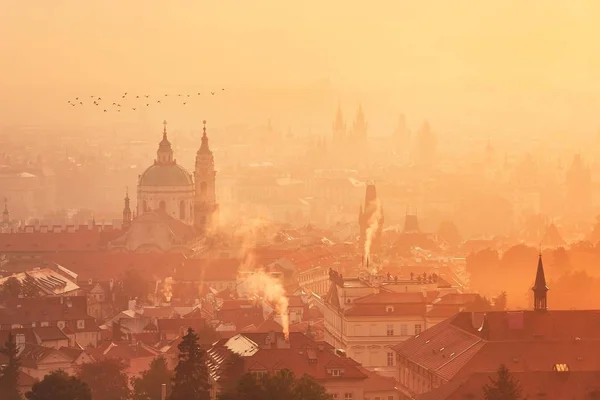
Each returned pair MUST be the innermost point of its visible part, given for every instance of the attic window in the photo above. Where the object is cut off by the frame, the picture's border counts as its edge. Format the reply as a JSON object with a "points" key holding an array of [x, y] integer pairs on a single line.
{"points": [[561, 367]]}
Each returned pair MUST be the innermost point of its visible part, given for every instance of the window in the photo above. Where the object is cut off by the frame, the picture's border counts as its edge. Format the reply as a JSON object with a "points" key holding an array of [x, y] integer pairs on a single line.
{"points": [[182, 209], [403, 330], [259, 374], [390, 359], [390, 330]]}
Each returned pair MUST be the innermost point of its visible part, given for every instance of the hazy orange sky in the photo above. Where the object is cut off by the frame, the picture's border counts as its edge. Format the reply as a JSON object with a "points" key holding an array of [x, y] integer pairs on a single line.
{"points": [[439, 57]]}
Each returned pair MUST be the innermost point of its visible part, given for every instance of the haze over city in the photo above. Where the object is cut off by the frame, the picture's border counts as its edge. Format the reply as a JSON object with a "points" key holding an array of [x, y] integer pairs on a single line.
{"points": [[241, 200]]}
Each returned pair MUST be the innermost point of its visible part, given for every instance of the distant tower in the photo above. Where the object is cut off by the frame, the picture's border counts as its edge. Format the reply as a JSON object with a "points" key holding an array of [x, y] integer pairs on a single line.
{"points": [[359, 129], [5, 213], [371, 216], [205, 203], [164, 155], [339, 128], [540, 290], [126, 211]]}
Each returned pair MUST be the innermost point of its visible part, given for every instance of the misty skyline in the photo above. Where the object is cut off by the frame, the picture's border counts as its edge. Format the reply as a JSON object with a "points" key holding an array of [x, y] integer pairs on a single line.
{"points": [[502, 67]]}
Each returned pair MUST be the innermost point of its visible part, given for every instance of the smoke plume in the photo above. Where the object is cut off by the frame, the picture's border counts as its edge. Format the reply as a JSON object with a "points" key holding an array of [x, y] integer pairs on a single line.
{"points": [[373, 210], [167, 289], [264, 284]]}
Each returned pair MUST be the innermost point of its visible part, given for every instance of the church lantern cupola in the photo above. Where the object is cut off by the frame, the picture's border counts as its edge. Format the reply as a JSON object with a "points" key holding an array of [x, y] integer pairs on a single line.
{"points": [[205, 203], [164, 155], [540, 289], [127, 210]]}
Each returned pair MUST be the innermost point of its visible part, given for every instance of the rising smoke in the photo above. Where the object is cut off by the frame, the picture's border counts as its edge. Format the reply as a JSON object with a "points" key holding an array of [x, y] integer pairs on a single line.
{"points": [[373, 210], [167, 289], [272, 290]]}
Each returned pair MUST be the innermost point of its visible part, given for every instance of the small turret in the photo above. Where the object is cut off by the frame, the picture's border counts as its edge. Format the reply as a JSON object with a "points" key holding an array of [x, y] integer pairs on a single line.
{"points": [[540, 289], [126, 210]]}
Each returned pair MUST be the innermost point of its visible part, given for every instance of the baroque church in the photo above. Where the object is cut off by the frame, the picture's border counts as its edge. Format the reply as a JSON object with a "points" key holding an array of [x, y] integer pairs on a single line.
{"points": [[175, 208]]}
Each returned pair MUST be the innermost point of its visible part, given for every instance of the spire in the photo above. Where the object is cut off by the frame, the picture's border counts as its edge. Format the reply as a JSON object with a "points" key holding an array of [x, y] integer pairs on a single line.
{"points": [[126, 209], [540, 289], [204, 149], [165, 152], [5, 214]]}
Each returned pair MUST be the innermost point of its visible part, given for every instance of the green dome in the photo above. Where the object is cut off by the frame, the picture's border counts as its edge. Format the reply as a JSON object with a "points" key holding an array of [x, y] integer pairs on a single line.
{"points": [[166, 175]]}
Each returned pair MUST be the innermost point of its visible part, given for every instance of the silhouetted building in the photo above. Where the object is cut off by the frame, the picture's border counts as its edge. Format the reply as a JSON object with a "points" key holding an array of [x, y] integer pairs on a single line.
{"points": [[205, 203], [168, 188], [540, 290]]}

────

To do -
Convert the material above into a two-column Markdown table headed Row and Line, numbering each row and skipping blank lines. Leave the pictures out.

Result of the task -
| Row | Line |
|---|---|
| 1 | Each returned pair MUST be the innermost point of its visible part, given for every instance of the attic window in the photo above. Where the object is cut off by the frame, the picture's border counts as its edge. Format the reply as a JSON object with a "points" key holding an array of [x, y] integer pairs on a single line. |
| 2 | {"points": [[561, 367]]} |
| 3 | Each returned pair MUST be the innermost point of its visible part, given for every instance of the window in the photo above. Where the object is cut off by the frame, the picture's border counts as its edge. Format the reply as a JSON object with a "points" key holding an array of [x, y] integer pairs on a single line. |
| 4 | {"points": [[182, 209], [403, 330], [259, 374], [390, 359], [390, 330]]} |
| 5 | Each returned pair MUST be the innermost point of its visible part, given for every instance of the hazy orange sky in the photo above. Where the object is cut off by the frame, the picture's border counts as its edge. Format the reply as a JSON object with a "points" key holding an array of [x, y] integer pairs on a single line. |
| 6 | {"points": [[439, 57]]} |
| 7 | Each returned pair MUST be the innermost point of its visible part, given for every instance of the haze over city in the photo above. Where the object is cut off by the frame, the picture's border counts as its edge. Format the reply as a JSON object with a "points" key holding an array of [x, y] integer pairs on a single line. |
| 8 | {"points": [[241, 200]]} |
| 9 | Each returned pair MUST be the innermost point of its visible part, given for every instance of the distant tower in the photo above. Where the object is cut off by the frame, the picture's border counts as its edge. Format the reply as a JSON object with a "points" key holding an array of [x, y] integer pairs on a single line. |
| 10 | {"points": [[359, 129], [5, 213], [371, 216], [205, 203], [164, 155], [339, 128], [540, 290], [126, 211]]} |
| 11 | Each returned pair MUST be the innermost point of its visible part, given for every instance of the misty skyline in the photo above. Where the object is cut off by the frame, the picture's border counts as its edge. Format the reply as a JSON object with a "points" key holding an array of [x, y] integer pairs on a single line. |
| 12 | {"points": [[502, 67]]} |
| 13 | Each returned pair MUST be the innermost point of its visible part, given for every instance of the smoke plume in the photo above. Where the object is cut off by the frame, the picture's border counts as its edge. Format the reply as a JSON object with a "points" key holding an array of [x, y] integer pairs on a single line. |
| 14 | {"points": [[373, 210], [167, 289], [264, 284]]} |
| 15 | Each returned pair MUST be the innermost point of its visible part, given for every instance of the church lantern cupola in the photo above. Where the object is cut off by the frame, the picture's border counts as its edge. Format the reply as a JSON object with a "points" key holding an array of [x, y] integer pairs on a single line. |
| 16 | {"points": [[205, 203], [164, 155], [540, 289], [127, 210]]} |
| 17 | Each returned pair MUST be the innermost point of its visible part, given for every instance of the rising smoke in the photo above. Where the object is cut off by the frame, the picture's border counts as its edge. Format the reply as a JSON object with a "points" key holding an array of [x, y] integer pairs on a single line. |
| 18 | {"points": [[373, 210], [167, 289], [272, 290]]} |
| 19 | Each returned pair MUST be the innermost point of its visible part, given for every instance of the small turret in the photo above. Where the object is cut off by the frame, the picture's border counts as its edge. Format the reply as a JSON object with a "points" key holding an array of [x, y] integer pairs on a single line. |
| 20 | {"points": [[540, 289], [126, 210]]} |
| 21 | Each returned pair MUST be the innermost point of its visible part, given for every instance of the baroque church in the photo above. Where the object is cut off by the frame, the picture's border counts as its edge. Format the reply as a JSON object with a "points" key holding an array of [x, y] integer pairs on a single line. |
| 22 | {"points": [[175, 208]]} |
| 23 | Each returned pair MUST be the innermost point of its visible part, given for every instance of the spire in the photo above. Where the object is cut off by the frame, the picture's border counts as its edge. Format the reply as a JSON object with a "points" key holding an array of [x, y] integer pairs on a single line. |
| 24 | {"points": [[126, 209], [540, 289], [204, 149], [165, 152], [5, 214]]} |
| 25 | Each returned pair MUST be the innermost point of its visible part, given for every instance of the green dome in the photo above. Where the object is cut off by the frame, the picture's border counts as its edge. Format the reply as a JSON object with a "points" key holding an array of [x, y] integer pairs on a single line. |
| 26 | {"points": [[166, 175]]} |
| 27 | Each returned pair MUST be the innermost point of its visible part, given for every instance of the silhouetted building in the photo above. Where the object is cut off by the frame, the picture's border counts as its edge. Format the reply as a JSON object with a "points" key holding an array of [x, y] integer pairs on a single line. |
| 28 | {"points": [[205, 203], [168, 188], [540, 290]]} |